- [Extracted records]:

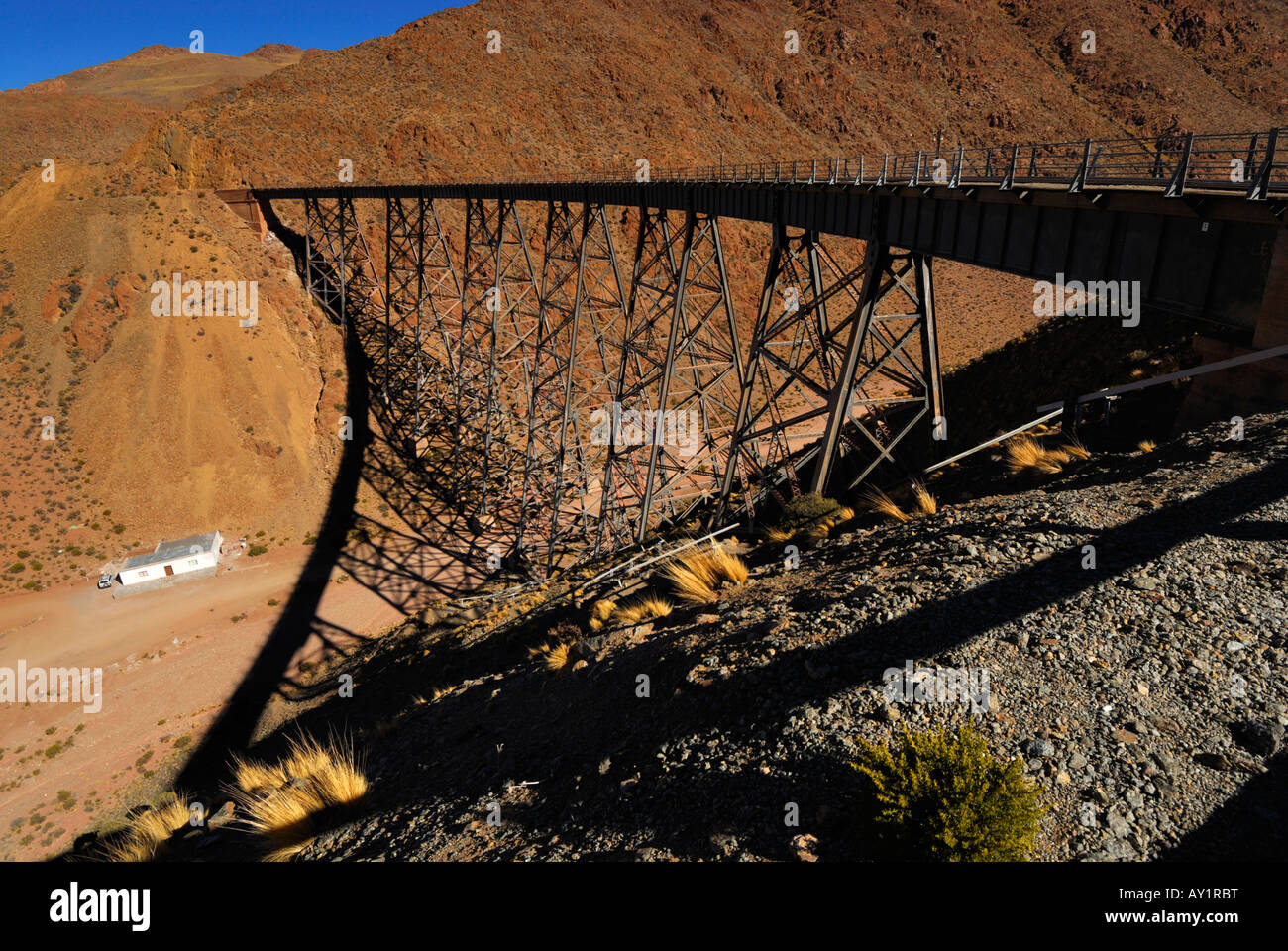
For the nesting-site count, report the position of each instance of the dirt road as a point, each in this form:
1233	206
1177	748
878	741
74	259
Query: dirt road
168	660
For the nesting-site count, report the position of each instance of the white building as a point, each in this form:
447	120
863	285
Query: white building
176	557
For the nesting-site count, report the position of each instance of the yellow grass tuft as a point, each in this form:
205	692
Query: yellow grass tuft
322	784
926	501
692	583
696	577
147	835
644	609
555	656
884	504
1076	450
1025	454
728	566
778	535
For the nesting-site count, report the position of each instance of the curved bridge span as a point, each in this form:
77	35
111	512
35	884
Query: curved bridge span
563	397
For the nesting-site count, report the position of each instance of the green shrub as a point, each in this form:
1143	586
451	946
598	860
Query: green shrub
943	796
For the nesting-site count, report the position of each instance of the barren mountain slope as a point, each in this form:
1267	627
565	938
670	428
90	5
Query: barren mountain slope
94	114
580	82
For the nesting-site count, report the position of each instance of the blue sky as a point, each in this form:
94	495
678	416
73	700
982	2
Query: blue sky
50	38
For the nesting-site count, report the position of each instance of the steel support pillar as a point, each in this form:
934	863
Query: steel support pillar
679	381
887	386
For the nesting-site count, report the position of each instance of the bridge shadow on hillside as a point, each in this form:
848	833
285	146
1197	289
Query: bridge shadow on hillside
423	547
426	543
555	731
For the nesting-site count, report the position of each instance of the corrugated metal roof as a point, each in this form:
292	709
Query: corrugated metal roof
168	551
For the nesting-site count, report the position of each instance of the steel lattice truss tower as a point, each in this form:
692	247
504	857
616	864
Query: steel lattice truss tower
558	411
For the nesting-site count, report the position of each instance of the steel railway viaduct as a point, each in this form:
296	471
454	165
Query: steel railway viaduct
570	406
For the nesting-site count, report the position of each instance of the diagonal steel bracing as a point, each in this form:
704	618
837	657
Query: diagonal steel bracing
794	363
562	415
679	380
581	320
493	370
424	299
889	380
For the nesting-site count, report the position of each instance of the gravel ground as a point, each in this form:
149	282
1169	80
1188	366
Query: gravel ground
1145	692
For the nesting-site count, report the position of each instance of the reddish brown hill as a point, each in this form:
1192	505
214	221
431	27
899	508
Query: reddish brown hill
578	82
94	114
587	81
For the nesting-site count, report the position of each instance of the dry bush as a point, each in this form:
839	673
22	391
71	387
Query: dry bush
883	504
149	832
698	575
1024	454
599	613
321	785
644	609
1076	450
925	500
553	656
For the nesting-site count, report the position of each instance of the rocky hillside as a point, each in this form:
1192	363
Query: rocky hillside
1141	689
585	82
94	114
576	82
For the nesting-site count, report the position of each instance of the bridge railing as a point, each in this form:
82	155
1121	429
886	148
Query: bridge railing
1253	162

- [Exercise task]:
Reproduce the entire listing above verbatim, omitting the picture from your copy.

- [Reply to the task]:
For the nesting-site count, report the position of each instance of the dirt road as a point, each in this form:
1233	206
1177	748
878	741
74	259
Query: dirt road
168	660
For the nesting-site count, report the position of each instance of the white building as a point, each in this form:
447	120
863	285
Query: white building
176	557
For the nesting-site count, report the position of each instance of the yellow grass tuft as a point, each in this form:
205	692
Query: yellow grass tuft
322	784
926	501
692	583
696	577
147	835
644	609
555	656
884	504
1076	450
1025	454
728	566
778	535
For the nesting-site count, report the position of each instance of the curved bridge span as a point, each in this form:
77	35
111	512
35	884
Query: curved bridge span
563	397
For the nesting-site count, report the position of each instance of the green shrub as a point, each in this form:
1143	586
451	946
598	860
Query: green shrub
943	796
For the nesting-site count, report the position of each instance of the barren mountain slope as a point, each in this form:
1267	627
565	938
670	428
90	5
Query: barren mountain slope
94	114
580	82
For the nesting-site count, report the position of each instance of the blue sky as a point, each in this form:
94	495
678	416
73	700
982	2
Query: blue sky
50	38
For the nesting-site count, report the position of each instance of the steel support pillar as a point, each in this form:
934	863
Query: steel support pillar
679	381
887	386
For the nesting-site count, report the position of each instance of the bridge shadow on hillside as a point, each in this form:
848	833
285	146
1197	289
Query: bridge shadow on hillside
423	547
426	543
555	731
For the nesting-site count, report the position of each instance of the corrugated metal roof as a point, each in this form:
292	709
Query: corrugated metal roof
168	551
For the nesting-site count, report the position of each instance of the steel lattice truss tower as a point, each in this form:
692	247
504	857
616	864
Query: steel lattice truss tower
558	411
For the nesting-site count, report the position of each instance of the steel railway viaduct as a point, each in this form:
296	471
454	165
Query: steel railway viaduct
570	406
For the nesting-site count, report the position of each instance of the diagonal steel bracing as a point, each in this form:
704	618
837	657
Query: diagonal steel bracing
794	363
562	415
679	380
581	320
493	370
424	299
889	380
For the nesting-site count, report the position of each instance of the gravel ground as a point, each in this form:
149	282
1169	80
1188	366
Query: gravel ground
1145	692
For the nesting-site count, report the position of each instance of the reddish brown hill as a point, each in this form:
1192	505
214	221
431	27
899	508
Query: reddish brown hill
578	82
94	114
587	81
For the nesting-site count, report the position of each instance of the dry bush as a point, each in this form:
839	673
22	391
71	387
Query: dry bush
883	504
149	832
698	575
1024	454
599	613
321	785
644	609
1076	450
925	500
553	656
For the nesting-site count, report the position of each instance of the rocky hillside as a point, each in this form:
1192	363
Query: rocky hillside
1141	689
585	82
94	114
576	82
For the nesting-site count, report the position of each instance of the bridge railing as a point, each in this form:
82	155
1121	429
886	148
Query: bridge railing
1253	162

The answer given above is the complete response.